- Opening Delimiter -

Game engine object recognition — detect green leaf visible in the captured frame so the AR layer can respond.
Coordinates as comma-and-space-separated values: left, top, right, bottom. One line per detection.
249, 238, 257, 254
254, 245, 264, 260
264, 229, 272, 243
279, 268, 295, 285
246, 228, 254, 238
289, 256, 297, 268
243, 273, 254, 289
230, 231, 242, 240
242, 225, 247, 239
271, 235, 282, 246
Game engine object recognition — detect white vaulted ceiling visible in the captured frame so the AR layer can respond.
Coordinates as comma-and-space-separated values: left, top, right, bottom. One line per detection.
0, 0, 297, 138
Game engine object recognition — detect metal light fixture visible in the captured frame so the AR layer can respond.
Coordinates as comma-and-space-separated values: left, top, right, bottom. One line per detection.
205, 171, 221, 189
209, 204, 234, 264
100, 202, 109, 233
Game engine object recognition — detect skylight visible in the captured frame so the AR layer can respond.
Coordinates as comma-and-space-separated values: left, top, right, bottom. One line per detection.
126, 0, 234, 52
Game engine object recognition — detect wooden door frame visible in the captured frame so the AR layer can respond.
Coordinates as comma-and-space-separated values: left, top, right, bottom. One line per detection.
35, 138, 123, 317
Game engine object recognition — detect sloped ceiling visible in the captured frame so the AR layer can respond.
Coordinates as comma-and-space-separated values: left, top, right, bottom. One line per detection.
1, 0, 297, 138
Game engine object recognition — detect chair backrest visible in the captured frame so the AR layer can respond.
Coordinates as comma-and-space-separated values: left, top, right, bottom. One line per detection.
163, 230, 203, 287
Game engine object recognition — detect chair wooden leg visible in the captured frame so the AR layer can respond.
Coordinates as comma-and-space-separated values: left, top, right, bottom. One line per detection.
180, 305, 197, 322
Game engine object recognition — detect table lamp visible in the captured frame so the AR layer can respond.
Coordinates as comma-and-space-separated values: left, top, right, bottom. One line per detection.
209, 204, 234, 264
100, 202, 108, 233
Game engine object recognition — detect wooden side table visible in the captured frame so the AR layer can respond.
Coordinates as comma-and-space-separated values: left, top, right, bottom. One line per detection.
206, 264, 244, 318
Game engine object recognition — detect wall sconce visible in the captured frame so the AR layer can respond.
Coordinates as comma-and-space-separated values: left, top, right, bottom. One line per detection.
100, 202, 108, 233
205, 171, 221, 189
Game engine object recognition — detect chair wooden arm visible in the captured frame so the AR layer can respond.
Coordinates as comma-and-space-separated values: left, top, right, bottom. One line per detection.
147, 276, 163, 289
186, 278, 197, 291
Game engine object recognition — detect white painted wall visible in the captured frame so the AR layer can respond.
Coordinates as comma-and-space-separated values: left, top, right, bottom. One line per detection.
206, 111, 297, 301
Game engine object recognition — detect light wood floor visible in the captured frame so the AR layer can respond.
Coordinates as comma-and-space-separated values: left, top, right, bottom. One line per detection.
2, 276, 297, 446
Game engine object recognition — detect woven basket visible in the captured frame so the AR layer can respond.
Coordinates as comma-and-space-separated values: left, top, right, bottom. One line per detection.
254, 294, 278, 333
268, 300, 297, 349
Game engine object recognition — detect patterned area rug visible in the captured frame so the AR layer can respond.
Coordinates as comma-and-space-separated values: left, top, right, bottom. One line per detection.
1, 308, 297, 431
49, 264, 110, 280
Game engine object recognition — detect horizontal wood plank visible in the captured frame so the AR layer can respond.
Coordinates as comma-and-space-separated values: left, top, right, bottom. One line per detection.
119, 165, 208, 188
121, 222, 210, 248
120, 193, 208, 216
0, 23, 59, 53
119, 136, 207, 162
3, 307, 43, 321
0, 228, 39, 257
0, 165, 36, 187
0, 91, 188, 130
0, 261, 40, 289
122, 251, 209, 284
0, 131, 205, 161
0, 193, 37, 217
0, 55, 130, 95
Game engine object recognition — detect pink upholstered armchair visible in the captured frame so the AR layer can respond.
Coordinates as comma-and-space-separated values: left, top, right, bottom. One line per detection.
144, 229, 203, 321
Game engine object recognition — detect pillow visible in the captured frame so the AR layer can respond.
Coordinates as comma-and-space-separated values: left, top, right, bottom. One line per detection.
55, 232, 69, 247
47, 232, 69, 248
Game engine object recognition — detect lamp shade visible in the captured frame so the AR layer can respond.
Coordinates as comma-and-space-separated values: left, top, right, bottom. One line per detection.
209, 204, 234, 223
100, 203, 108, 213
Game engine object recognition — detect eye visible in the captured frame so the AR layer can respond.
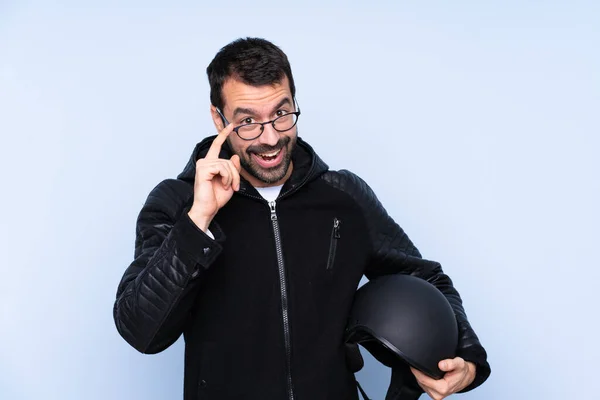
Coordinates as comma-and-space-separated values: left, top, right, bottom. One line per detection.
276, 110, 288, 117
242, 117, 254, 124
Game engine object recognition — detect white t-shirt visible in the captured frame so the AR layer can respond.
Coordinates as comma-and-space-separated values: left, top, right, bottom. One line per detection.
255, 184, 283, 203
205, 184, 284, 239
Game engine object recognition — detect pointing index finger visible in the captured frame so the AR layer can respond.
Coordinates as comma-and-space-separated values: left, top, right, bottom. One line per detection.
206, 122, 235, 159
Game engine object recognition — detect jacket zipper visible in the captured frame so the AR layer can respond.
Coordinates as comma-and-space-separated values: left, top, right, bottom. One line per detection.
326, 218, 341, 270
269, 200, 295, 400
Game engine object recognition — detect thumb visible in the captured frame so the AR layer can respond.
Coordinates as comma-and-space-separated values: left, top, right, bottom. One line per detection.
231, 154, 241, 171
438, 359, 455, 372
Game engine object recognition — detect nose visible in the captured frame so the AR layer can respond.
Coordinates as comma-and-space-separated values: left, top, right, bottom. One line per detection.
257, 123, 280, 147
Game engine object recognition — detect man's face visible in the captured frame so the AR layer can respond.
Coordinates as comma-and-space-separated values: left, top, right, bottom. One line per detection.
213, 76, 297, 188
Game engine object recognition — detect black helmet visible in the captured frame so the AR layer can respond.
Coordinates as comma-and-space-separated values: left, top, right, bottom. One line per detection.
345, 274, 459, 399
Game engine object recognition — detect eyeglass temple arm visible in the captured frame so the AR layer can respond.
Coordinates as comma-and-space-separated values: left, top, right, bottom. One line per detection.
294, 97, 300, 113
215, 107, 229, 128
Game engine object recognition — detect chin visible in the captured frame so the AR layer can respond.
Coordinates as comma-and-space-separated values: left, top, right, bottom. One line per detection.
252, 164, 289, 185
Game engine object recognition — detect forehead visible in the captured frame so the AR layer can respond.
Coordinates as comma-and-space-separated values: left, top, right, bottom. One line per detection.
221, 76, 292, 113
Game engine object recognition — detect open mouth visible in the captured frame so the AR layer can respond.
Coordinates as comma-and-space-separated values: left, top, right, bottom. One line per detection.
252, 148, 284, 168
258, 149, 280, 161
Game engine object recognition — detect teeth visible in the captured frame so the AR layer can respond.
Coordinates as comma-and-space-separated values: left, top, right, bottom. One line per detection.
259, 149, 280, 157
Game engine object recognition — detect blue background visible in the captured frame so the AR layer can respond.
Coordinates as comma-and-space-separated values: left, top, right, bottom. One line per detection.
1, 1, 598, 399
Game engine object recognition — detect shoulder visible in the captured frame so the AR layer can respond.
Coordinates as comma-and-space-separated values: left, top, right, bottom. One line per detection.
140, 178, 194, 219
321, 169, 394, 228
320, 169, 378, 202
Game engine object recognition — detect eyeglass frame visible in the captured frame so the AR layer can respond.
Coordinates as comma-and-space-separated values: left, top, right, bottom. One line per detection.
215, 99, 301, 141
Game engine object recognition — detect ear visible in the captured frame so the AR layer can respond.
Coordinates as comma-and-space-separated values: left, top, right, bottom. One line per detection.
210, 105, 226, 131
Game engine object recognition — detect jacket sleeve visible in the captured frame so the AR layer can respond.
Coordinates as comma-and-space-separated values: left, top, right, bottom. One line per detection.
113, 179, 225, 354
334, 170, 491, 393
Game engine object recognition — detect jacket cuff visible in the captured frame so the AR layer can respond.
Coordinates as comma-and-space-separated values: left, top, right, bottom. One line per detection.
457, 345, 491, 393
166, 212, 225, 274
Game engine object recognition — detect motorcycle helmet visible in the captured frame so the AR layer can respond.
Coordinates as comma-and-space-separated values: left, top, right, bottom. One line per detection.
345, 273, 459, 398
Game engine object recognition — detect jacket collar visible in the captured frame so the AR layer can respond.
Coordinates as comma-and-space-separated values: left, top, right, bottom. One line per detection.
177, 135, 329, 196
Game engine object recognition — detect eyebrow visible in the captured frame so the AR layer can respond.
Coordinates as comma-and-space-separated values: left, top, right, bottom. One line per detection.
232, 97, 292, 119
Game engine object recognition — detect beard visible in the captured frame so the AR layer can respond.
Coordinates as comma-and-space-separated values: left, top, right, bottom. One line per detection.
236, 135, 296, 185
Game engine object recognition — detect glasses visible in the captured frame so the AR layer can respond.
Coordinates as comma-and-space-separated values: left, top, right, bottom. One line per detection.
216, 101, 301, 141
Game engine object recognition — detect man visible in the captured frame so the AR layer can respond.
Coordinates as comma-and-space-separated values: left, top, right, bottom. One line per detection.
113, 37, 490, 400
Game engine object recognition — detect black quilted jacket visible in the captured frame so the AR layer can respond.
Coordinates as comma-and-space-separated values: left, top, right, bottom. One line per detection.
113, 136, 490, 399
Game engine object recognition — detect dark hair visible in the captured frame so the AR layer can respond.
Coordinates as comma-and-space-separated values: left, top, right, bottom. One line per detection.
206, 37, 296, 110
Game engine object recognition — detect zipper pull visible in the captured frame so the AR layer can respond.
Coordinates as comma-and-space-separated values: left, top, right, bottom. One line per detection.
333, 218, 341, 238
269, 201, 277, 220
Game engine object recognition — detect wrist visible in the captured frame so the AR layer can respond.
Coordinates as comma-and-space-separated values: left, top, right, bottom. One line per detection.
187, 210, 213, 232
466, 361, 477, 384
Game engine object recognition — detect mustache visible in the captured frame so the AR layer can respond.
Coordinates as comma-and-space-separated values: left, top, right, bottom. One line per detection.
246, 136, 290, 155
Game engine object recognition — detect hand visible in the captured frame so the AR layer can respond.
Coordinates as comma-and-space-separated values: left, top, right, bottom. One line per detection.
188, 123, 241, 231
410, 358, 476, 400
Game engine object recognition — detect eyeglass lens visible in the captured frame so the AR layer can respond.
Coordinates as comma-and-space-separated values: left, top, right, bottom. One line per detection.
237, 114, 298, 139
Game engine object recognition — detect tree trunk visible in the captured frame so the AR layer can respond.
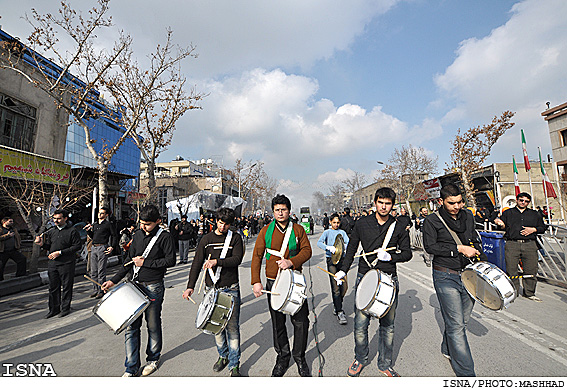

- Closing Delimiter -

WORK ITEM:
The line with "Game engine object recognition — detect chair backrest" marks the end; reproduce exactly every line from the start of the entries up to it, that line included.

TASK SOLUTION:
Game engine object recognition — detect green leaf visible in the captured frame so the AR layer can respond.
Coordinates as comma-and-space-separated values: left, top, right, bottom. One line per detection.
249, 238, 257, 254
254, 245, 264, 260
264, 229, 272, 243
279, 268, 295, 285
246, 228, 254, 238
289, 256, 297, 268
243, 273, 254, 289
230, 231, 242, 240
242, 225, 247, 239
271, 235, 282, 246
Game engine object recognition — detect white vaulted ceiling visible in the captured frame so the AR layer can respond.
Coordinates as comma-and-space-separated values: left, top, right, bottom. One line per detection.
0, 0, 297, 138
Game engine object recognition — detect metal light fixture visible in the captured frame so the AR layer can respond.
Coordinates as comma-and-space-separated values: left, top, right, bottom. One line per detection.
205, 171, 221, 189
209, 204, 234, 264
100, 202, 109, 233
Game engine object recognition — detect skylight visible in the captured frame so the AR layer can respond.
Coordinates as comma-and-space-separated values: left, top, right, bottom. One line per detection.
126, 0, 234, 52
Game engine object recognition — detect wooden door frame visible in the captured frame so the AR layer can respond.
Coordinates as comma-and-space-separated values: left, top, right, bottom. One line per detection.
35, 138, 123, 317
Game engine object recognition — detect sloped ceiling visible in the captured frame so the AR layer can respond.
Coordinates as comma-and-space-separated values: left, top, right, bottom. One line per detection.
1, 0, 297, 138
Game engine object recognition — detect chair backrest visible in the captured frame so the AR layer can respond.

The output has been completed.